* What needs to be done
Copy out, word for word, every line from the start of the records through the line containing "202], [114, 349]]", with that line included.

* Extracted material
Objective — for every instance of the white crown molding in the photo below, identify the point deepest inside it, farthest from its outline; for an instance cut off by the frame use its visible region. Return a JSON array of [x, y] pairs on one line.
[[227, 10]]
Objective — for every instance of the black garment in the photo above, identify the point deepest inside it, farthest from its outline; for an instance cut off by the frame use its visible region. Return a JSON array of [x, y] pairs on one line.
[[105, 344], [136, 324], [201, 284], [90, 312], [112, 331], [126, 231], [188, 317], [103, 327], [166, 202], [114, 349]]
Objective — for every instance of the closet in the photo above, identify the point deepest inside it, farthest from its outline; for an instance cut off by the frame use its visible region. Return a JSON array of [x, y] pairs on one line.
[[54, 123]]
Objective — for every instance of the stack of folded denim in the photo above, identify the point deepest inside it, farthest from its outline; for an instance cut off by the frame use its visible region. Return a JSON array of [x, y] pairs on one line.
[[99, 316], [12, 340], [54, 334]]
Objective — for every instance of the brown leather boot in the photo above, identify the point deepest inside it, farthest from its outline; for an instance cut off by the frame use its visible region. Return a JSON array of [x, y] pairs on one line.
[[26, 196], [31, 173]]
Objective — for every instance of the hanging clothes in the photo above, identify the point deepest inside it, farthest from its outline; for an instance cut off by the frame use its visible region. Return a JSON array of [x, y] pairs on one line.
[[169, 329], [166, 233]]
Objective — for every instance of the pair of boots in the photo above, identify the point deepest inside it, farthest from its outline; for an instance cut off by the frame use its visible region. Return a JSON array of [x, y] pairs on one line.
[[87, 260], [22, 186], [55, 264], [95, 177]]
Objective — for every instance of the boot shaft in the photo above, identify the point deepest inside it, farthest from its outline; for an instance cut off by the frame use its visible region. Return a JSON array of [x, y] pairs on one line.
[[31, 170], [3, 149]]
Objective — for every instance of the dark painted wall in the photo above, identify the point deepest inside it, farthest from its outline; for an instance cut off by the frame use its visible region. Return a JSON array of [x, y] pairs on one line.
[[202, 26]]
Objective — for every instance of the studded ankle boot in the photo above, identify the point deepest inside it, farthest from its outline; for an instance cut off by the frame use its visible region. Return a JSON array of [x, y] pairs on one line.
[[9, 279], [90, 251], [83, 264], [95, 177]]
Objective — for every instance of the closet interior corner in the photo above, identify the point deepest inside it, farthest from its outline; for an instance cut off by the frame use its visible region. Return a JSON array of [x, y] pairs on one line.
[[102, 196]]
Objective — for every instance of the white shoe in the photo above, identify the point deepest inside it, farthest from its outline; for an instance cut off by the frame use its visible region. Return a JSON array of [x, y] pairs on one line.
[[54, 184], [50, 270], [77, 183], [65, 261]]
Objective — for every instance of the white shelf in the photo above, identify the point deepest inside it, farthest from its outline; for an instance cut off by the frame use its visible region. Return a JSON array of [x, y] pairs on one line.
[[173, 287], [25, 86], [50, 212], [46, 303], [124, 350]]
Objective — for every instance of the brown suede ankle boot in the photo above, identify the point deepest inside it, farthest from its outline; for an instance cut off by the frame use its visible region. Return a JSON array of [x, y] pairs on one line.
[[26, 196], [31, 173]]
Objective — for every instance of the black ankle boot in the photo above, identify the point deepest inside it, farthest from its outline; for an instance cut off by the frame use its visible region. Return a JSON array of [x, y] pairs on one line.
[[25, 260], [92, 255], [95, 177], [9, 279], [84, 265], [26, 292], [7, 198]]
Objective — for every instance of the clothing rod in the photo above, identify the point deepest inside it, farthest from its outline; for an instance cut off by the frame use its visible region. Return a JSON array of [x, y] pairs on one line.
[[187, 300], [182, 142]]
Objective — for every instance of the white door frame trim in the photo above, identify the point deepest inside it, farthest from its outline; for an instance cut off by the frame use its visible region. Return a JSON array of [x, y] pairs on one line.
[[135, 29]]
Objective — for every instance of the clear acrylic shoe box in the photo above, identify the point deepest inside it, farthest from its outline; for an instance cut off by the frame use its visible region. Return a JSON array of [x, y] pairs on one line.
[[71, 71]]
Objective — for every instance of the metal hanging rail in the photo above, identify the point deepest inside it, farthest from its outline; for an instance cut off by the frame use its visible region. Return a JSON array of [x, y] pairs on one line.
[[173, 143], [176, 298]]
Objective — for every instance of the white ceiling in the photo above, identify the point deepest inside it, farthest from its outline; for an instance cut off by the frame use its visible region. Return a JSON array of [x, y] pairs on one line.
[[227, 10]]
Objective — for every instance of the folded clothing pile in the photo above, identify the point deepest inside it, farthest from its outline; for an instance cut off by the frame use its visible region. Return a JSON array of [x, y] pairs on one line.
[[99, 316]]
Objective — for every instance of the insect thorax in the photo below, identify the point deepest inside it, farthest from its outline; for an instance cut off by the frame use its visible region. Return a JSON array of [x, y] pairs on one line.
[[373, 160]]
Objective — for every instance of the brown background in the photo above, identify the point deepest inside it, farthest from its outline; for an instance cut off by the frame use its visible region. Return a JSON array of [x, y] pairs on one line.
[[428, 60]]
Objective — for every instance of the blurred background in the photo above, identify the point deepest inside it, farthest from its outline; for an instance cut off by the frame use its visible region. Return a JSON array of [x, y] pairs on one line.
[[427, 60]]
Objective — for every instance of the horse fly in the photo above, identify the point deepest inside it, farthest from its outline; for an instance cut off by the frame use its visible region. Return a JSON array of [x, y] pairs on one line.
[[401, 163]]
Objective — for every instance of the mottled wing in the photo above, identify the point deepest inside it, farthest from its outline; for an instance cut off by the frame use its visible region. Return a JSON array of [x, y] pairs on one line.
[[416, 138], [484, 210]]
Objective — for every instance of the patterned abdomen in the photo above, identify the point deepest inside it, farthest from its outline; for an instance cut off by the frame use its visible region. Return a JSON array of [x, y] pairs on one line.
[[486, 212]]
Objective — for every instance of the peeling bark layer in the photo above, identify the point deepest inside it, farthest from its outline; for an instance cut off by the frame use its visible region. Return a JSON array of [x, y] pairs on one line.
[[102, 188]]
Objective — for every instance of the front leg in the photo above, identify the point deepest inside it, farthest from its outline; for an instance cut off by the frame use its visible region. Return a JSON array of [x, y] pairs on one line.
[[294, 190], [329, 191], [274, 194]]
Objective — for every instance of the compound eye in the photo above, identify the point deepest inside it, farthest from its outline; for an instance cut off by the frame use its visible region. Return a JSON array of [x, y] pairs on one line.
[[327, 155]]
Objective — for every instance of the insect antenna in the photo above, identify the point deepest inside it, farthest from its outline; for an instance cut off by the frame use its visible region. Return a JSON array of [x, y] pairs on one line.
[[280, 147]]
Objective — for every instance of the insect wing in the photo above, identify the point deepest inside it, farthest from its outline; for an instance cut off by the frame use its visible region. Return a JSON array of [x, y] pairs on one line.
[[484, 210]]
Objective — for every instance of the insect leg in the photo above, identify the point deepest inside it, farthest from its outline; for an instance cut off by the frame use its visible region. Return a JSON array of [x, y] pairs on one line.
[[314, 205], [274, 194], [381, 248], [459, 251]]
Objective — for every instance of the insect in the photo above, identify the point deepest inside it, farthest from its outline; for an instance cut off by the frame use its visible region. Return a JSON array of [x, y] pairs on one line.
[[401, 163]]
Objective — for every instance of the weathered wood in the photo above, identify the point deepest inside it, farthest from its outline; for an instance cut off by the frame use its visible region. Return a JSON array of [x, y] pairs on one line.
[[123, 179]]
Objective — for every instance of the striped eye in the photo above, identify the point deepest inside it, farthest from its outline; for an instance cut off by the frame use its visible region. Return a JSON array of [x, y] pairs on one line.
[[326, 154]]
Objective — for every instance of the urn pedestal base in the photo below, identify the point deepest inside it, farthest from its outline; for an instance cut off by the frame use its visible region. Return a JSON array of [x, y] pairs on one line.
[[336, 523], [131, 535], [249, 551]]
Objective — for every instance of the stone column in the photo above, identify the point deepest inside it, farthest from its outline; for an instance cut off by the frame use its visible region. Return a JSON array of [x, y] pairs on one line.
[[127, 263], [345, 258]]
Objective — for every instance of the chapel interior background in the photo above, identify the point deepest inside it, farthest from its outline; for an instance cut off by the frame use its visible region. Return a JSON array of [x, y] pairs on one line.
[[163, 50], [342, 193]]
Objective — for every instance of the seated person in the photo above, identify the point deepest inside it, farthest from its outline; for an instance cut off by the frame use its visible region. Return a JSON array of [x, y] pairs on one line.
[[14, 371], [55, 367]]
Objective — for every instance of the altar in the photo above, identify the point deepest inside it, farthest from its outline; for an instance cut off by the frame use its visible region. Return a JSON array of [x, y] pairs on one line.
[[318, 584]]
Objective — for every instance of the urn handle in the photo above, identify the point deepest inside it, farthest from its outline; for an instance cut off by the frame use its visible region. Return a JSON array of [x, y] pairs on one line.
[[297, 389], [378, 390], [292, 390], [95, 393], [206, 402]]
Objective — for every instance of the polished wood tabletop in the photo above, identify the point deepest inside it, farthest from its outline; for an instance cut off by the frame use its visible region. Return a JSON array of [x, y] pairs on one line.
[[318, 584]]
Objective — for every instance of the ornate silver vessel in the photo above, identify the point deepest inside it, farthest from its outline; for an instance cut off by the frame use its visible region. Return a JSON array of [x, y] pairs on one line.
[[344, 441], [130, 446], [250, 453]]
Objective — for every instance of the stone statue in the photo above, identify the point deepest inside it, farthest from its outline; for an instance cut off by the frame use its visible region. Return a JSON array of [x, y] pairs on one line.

* Response
Objective — for every instance of the white crown molding in the photo below, identify the point deepest inside it, farthest from its outline; for an instance cut off by the frame use its visible region. Return a JSON array of [x, y] pairs on one line.
[[227, 10]]
Objective — for every instance of the black garment in the photo above, identify the point deepest inside it, farthest from its outline; for an instance cut off by the frame use its visible region. Return a JSON array of [x, y] pairs on one line.
[[105, 344], [136, 324], [201, 284], [90, 312], [112, 331], [126, 231], [188, 317], [103, 327], [166, 202], [114, 349]]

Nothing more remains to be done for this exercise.